• [Instructions to follow] Render every item below as a numbered list of its lines, omitting any blank lines.

____________

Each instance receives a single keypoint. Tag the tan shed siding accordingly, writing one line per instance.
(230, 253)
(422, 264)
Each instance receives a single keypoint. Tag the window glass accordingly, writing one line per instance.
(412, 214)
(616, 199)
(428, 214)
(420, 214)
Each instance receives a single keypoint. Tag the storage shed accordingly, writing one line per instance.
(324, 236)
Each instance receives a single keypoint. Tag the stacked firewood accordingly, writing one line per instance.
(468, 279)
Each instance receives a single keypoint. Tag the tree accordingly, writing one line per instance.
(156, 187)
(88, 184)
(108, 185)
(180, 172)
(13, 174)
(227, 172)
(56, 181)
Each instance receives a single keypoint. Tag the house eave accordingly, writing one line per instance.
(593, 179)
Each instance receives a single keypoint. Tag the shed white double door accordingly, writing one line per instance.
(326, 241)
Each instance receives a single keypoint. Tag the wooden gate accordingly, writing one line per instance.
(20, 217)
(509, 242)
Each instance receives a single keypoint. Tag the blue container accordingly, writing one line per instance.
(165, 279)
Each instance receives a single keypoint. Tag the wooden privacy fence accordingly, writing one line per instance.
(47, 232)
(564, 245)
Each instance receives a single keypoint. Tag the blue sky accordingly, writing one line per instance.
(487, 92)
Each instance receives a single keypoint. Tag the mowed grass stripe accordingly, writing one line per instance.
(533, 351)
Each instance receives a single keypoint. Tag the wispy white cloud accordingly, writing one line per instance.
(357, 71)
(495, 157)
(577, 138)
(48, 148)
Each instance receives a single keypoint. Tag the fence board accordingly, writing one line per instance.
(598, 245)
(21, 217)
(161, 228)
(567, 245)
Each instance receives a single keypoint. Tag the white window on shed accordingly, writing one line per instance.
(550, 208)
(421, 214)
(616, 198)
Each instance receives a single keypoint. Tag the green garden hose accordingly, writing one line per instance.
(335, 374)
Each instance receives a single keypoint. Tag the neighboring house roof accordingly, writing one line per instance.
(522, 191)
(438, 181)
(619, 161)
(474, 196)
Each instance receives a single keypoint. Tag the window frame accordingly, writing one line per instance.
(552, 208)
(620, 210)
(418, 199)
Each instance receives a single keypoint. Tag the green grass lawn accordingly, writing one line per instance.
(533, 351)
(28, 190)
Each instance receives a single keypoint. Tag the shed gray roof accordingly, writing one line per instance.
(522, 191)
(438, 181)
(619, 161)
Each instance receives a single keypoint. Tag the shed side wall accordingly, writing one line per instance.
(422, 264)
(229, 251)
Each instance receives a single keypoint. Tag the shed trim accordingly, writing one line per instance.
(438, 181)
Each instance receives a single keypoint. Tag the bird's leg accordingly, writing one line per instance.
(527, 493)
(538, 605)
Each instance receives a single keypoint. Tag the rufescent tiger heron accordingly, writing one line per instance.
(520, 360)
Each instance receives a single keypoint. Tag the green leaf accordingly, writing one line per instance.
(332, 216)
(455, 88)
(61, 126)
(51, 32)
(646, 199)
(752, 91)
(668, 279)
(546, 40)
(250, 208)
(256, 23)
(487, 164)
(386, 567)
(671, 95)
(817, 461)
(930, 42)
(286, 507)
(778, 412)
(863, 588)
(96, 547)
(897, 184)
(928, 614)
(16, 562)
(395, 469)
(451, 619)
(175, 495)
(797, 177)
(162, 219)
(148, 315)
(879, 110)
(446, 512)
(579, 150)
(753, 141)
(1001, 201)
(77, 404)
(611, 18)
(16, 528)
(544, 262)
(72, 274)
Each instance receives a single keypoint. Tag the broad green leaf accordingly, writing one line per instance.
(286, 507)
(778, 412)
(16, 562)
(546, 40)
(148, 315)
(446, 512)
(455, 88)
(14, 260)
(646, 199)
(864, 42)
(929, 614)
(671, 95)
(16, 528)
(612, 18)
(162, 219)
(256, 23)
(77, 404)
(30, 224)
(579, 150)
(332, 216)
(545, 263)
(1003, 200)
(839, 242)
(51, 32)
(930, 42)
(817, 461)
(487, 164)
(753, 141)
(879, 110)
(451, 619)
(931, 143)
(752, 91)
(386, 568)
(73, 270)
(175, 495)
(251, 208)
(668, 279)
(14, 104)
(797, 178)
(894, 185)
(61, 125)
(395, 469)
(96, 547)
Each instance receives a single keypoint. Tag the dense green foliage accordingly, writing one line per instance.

____________

• [Solution for this exercise]
1. Each instance receives a single keypoint. Tag the tan shed siding accordingly, writing one line per instance.
2. (230, 253)
3. (422, 264)
4. Each instance receives a single keypoint. Tag the window glass accordingly, writing one line per instance.
5. (412, 214)
6. (616, 199)
7. (428, 214)
8. (420, 214)
9. Each instance receives a single keypoint. Tag the storage shed accordingly, writing one line per instance.
10. (324, 236)
11. Each instance receives a single keypoint. Tag the stacked firewood accordingly, writing one line per instance.
12. (468, 279)
13. Each instance receives a single keypoint. Tag the tree accordingly, writing one line per instance.
14. (156, 187)
15. (88, 184)
16. (108, 185)
17. (180, 172)
18. (13, 174)
19. (227, 172)
20. (56, 181)
21. Each instance receives a single keypoint. Tag the house eave accordingly, writing one line per instance.
22. (593, 179)
23. Each instance receives a single keypoint. Tag the shed white double door accordingly, writing one line per instance.
24. (326, 241)
25. Each instance receives a single keypoint. Tag the wooden gate accordingly, writing one line per instance.
26. (20, 217)
27. (509, 242)
28. Each instance receives a single keypoint. Tag the blue container accordingly, writing one line per instance.
29. (165, 279)
30. Each instance receives a single keypoint. Tag the wooden privacy fence accordingly, writing one line per instance.
31. (47, 232)
32. (564, 245)
33. Each instance receives a single keypoint. Tag the blue sky accordingly, writing one line per instance.
34. (487, 92)
35. Each instance receives a single keypoint. Tag the mowed grass stripe accordingly, writing one line per instance.
36. (533, 351)
37. Each instance receives a single keypoint. Tag the wispy white cloud accordingly, writing one line per instance.
38. (357, 71)
39. (495, 157)
40. (577, 138)
41. (48, 148)
42. Each instance receives a single keypoint. Tag the fence board accordingly, writing one line per instance.
43. (598, 245)
44. (21, 217)
45. (161, 228)
46. (567, 245)
47. Each instance receives a single keypoint. Tag the white window on shed accordingly, writing one line per instance.
48. (550, 208)
49. (421, 214)
50. (616, 198)
51. Each instance receives a single keypoint. Tag the green garden hose accordingly, writing one line per instance.
52. (335, 374)
53. Each instance receives a single keypoint. Tag the neighboring house roof accordingly, writing one line per instance.
54. (522, 191)
55. (438, 181)
56. (619, 161)
57. (474, 196)
58. Each instance receives a single keypoint. Tag the window frame accordingly, writing one line per instance.
59. (552, 208)
60. (620, 210)
61. (418, 199)
62. Each instance receives a single keypoint. Tag the green grass lawn accordingly, writing one line per instance.
63. (533, 351)
64. (28, 190)
65. Each instance receives a single keypoint. Tag the shed gray roof accordingly, writing one line per instance.
66. (522, 191)
67. (438, 181)
68. (619, 161)
69. Each instance receives a single keypoint. Tag the shed side wall accordingly, writing one line per instance.
70. (422, 264)
71. (229, 251)
72. Each instance receives a single keypoint. Tag the shed trim accordingly, writing one line per instance.
73. (438, 181)
74. Each instance receives a single keypoint. Tag the bird's leg accordingly, writing one line per instance.
75. (527, 493)
76. (538, 605)
77. Each instance receives a single keypoint. Tag the rufescent tiger heron accordingly, writing one line per instance.
78. (520, 360)
79. Each instance receives a single keypoint. Tag the green leaf accordingly, writing one line per instance.
80. (332, 216)
81. (455, 88)
82. (61, 126)
83. (51, 32)
84. (646, 199)
85. (752, 91)
86. (668, 279)
87. (546, 40)
88. (250, 208)
89. (256, 23)
90. (487, 164)
91. (386, 567)
92. (671, 95)
93. (817, 461)
94. (930, 42)
95. (286, 507)
96. (778, 412)
97. (863, 588)
98. (96, 547)
99. (897, 184)
100. (928, 614)
101. (16, 562)
102. (395, 469)
103. (451, 619)
104. (175, 495)
105. (797, 177)
106. (162, 219)
107. (148, 315)
108. (879, 110)
109. (446, 512)
110. (579, 150)
111. (753, 141)
112. (1001, 201)
113. (77, 404)
114. (611, 18)
115. (16, 528)
116. (544, 262)
117. (72, 274)
118. Each instance receives a single keypoint. Tag the broad green leaf accordingly, writing one line per instance.
119. (286, 507)
120. (778, 412)
121. (16, 562)
122. (546, 40)
123. (148, 315)
124. (446, 512)
125. (455, 88)
126. (14, 260)
127. (646, 199)
128. (864, 42)
129. (929, 614)
130. (671, 95)
131. (16, 528)
132. (612, 18)
133. (162, 219)
134. (256, 23)
135. (77, 404)
136. (30, 224)
137. (579, 150)
138. (332, 216)
139. (545, 263)
140. (1003, 200)
141. (839, 242)
142. (51, 32)
143. (930, 42)
144. (817, 461)
145. (487, 164)
146. (753, 141)
147. (879, 110)
148. (451, 619)
149. (931, 143)
150. (752, 91)
151. (386, 568)
152. (73, 270)
153. (175, 495)
154. (251, 208)
155. (668, 279)
156. (14, 104)
157. (797, 178)
158. (894, 185)
159. (61, 125)
160. (395, 469)
161. (96, 547)
162. Each instance receives a single keypoint. Tag the dense green foliage accordingly, writing one line per instance.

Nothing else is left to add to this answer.